_BRIEF_
From the line containing "man in grey" down to the last line of the records below, copy every line exactly. Leave out everything before it.

_INPUT DATA_
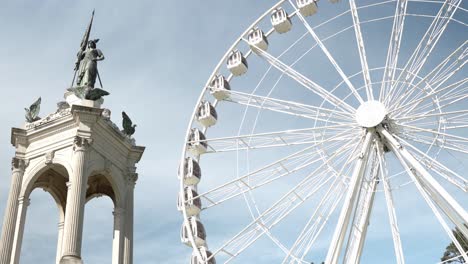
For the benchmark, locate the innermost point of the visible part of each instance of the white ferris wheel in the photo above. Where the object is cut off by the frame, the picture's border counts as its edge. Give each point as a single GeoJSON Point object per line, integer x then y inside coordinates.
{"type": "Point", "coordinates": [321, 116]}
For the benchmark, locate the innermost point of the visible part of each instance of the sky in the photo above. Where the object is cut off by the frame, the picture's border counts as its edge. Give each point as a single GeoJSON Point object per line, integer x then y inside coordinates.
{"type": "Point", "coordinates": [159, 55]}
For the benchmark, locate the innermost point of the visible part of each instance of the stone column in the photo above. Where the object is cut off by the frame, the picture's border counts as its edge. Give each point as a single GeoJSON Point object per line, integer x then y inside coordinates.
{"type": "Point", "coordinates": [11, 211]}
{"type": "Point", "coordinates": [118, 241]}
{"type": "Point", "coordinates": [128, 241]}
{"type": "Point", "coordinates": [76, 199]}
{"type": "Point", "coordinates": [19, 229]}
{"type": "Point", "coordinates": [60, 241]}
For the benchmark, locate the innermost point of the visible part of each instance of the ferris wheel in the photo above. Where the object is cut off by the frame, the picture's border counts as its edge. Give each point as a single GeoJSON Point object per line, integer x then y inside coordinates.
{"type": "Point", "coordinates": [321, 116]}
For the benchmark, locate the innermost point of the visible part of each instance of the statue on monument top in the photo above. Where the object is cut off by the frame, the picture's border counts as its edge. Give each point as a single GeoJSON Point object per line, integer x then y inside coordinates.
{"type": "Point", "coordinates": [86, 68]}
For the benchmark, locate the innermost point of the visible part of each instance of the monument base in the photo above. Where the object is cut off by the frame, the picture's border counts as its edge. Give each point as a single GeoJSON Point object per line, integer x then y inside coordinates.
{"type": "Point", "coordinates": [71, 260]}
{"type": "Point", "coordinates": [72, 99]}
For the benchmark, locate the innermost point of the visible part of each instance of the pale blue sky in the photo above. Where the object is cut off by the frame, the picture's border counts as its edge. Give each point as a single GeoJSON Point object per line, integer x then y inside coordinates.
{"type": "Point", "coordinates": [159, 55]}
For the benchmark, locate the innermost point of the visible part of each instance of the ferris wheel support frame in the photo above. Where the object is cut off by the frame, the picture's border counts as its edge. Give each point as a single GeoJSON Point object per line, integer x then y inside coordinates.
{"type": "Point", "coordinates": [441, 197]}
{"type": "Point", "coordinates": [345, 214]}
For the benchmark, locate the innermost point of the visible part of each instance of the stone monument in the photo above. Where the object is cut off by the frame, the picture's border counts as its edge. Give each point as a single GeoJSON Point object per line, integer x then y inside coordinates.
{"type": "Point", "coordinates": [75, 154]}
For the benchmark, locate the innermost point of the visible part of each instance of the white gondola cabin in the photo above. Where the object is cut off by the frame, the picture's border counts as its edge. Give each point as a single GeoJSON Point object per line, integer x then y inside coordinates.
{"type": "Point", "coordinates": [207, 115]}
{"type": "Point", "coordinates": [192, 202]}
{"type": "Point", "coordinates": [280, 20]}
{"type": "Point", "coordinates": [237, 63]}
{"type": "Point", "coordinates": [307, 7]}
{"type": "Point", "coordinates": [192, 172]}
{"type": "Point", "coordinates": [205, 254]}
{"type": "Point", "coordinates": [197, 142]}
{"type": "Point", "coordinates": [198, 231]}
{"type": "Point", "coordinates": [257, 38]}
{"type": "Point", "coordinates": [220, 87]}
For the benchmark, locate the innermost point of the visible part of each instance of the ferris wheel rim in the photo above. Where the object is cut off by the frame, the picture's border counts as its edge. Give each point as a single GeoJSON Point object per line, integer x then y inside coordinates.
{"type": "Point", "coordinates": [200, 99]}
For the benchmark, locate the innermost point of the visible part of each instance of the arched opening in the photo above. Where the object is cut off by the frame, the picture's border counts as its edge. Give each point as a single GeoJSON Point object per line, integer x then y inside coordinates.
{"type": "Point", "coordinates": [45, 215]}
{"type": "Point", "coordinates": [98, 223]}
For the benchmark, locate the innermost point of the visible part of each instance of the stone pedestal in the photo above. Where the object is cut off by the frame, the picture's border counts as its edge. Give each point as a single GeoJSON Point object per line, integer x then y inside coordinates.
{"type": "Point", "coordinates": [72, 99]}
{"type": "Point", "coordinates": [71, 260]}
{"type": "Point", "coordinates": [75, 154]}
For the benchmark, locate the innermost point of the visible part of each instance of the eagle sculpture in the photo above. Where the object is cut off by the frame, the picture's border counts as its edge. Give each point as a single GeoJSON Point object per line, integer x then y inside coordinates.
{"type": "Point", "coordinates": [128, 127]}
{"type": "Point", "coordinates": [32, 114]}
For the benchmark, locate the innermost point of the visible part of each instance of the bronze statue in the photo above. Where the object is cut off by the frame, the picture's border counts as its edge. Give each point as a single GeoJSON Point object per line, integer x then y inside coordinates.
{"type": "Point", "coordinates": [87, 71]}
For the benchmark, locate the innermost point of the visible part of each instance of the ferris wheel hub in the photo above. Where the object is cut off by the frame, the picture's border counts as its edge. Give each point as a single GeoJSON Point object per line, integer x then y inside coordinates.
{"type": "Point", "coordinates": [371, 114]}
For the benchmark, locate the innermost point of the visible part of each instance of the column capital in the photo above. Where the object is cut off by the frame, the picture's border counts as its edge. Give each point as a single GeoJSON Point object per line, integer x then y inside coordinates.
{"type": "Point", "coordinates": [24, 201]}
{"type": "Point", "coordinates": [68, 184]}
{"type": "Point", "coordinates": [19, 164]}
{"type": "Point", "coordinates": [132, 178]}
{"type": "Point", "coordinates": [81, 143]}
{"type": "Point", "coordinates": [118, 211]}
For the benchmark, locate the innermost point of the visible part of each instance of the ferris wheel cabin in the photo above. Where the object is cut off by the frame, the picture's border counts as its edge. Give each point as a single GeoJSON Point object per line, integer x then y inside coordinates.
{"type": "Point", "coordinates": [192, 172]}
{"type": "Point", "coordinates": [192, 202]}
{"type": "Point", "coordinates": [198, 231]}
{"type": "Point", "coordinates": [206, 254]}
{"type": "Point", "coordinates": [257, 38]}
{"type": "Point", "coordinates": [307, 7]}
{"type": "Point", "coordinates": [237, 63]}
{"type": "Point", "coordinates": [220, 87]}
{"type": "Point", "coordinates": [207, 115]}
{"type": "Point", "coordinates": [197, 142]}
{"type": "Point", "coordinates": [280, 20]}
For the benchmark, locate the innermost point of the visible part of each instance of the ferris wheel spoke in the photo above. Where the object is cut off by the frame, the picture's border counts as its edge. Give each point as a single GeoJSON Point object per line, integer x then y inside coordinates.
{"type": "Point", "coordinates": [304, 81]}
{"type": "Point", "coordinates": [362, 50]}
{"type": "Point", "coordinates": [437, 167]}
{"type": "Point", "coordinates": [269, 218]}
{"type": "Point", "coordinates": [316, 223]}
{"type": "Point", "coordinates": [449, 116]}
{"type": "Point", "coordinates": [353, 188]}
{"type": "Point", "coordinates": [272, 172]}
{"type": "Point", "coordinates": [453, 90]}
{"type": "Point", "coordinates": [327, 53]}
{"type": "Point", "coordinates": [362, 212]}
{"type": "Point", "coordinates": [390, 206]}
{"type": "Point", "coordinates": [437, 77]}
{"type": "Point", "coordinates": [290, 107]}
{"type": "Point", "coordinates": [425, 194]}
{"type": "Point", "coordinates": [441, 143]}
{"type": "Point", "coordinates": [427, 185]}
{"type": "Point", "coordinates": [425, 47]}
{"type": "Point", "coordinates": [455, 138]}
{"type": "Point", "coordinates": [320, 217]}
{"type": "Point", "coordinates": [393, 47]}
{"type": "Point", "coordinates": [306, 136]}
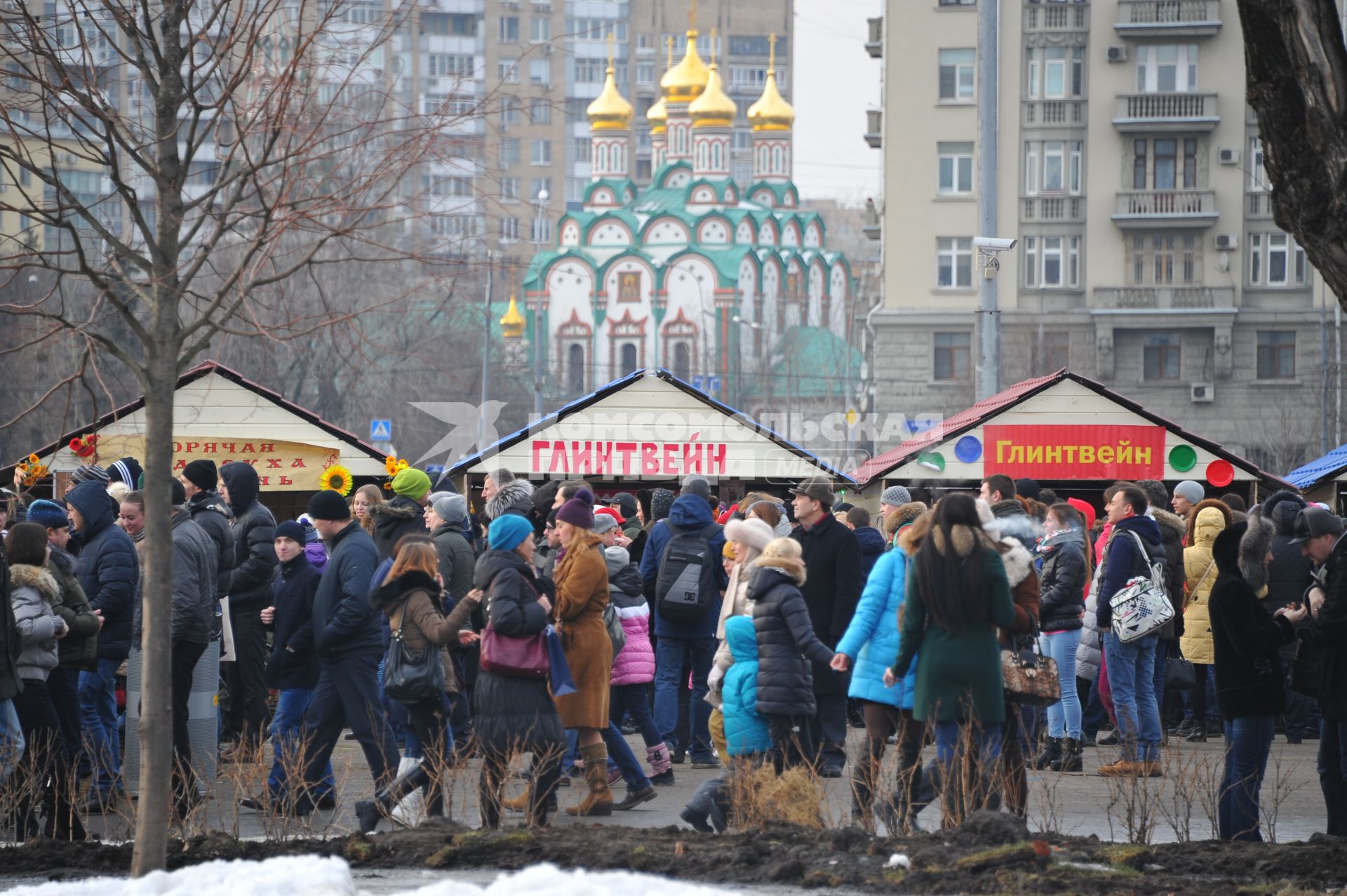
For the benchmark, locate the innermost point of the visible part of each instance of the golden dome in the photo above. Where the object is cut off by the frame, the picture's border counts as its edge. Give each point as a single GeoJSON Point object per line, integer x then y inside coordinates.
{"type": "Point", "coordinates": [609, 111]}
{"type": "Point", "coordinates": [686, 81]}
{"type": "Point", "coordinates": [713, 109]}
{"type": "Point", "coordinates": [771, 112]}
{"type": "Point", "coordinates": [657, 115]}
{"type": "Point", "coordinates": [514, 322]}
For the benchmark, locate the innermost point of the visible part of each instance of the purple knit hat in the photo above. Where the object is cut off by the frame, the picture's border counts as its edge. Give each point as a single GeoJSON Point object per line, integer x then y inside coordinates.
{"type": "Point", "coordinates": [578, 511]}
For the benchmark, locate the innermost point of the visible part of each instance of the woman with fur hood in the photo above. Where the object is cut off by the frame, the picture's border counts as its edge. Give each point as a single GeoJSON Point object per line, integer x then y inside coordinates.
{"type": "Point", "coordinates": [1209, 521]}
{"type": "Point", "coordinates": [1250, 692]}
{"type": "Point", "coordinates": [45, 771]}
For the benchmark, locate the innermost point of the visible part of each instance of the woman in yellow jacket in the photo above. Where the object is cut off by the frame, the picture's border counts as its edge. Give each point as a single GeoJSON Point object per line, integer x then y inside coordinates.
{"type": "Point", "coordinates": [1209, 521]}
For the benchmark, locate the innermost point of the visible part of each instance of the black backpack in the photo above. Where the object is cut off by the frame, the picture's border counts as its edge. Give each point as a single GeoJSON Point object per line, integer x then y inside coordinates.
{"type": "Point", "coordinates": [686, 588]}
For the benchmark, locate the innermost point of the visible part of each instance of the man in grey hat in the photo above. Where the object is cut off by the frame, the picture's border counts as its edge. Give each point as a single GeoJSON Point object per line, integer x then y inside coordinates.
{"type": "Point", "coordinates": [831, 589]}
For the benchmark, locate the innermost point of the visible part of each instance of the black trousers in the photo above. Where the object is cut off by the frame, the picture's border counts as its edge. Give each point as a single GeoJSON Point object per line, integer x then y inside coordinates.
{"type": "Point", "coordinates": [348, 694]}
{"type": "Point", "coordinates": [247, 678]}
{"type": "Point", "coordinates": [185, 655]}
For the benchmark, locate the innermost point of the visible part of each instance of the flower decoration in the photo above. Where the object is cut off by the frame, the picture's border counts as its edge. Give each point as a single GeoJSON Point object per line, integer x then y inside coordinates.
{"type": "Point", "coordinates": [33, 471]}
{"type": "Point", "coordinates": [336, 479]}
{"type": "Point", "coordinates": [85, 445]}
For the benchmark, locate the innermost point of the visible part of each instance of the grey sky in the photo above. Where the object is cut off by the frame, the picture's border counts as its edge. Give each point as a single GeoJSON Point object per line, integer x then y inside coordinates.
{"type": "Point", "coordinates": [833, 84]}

_EXERCISE OUTPUT_
For the benchmark, locate the innermost point of the visible part of each instance of the man in grey hat in the photo above. Where the object is cut off by the frame, the picture's border counts as its edge. Give each point as a single GeoJSON Point object per line, integer x then y inside coordinates.
{"type": "Point", "coordinates": [831, 589]}
For the benchmark, locate the innermost point of the visible part of each instance of the black trousers in the photo above. Where the object is cut off by the frame, the picture's border counts as its edge. Give each point as a single GeoJSON Point object per line, integer x then y inside coordinates.
{"type": "Point", "coordinates": [348, 694]}
{"type": "Point", "coordinates": [247, 678]}
{"type": "Point", "coordinates": [185, 655]}
For the benchmark, locate the innermost point of the visible part of each instance of the flower decoration in the photo above. Where the object is cut off by the frame, the picture's border counts as its edge. Give each point as a single GeoJSON Point object per line, integer x then y inside coordinates.
{"type": "Point", "coordinates": [33, 471]}
{"type": "Point", "coordinates": [336, 479]}
{"type": "Point", "coordinates": [85, 445]}
For the benchmark, locate the innermost point of the visible part of each instance of the grey sky in the photo above. Where the object is cut off by the frame, the picture's border counts as its edge. Give each point as a single GeoJSON Point object per line, integer x then y inside coordinates.
{"type": "Point", "coordinates": [833, 84]}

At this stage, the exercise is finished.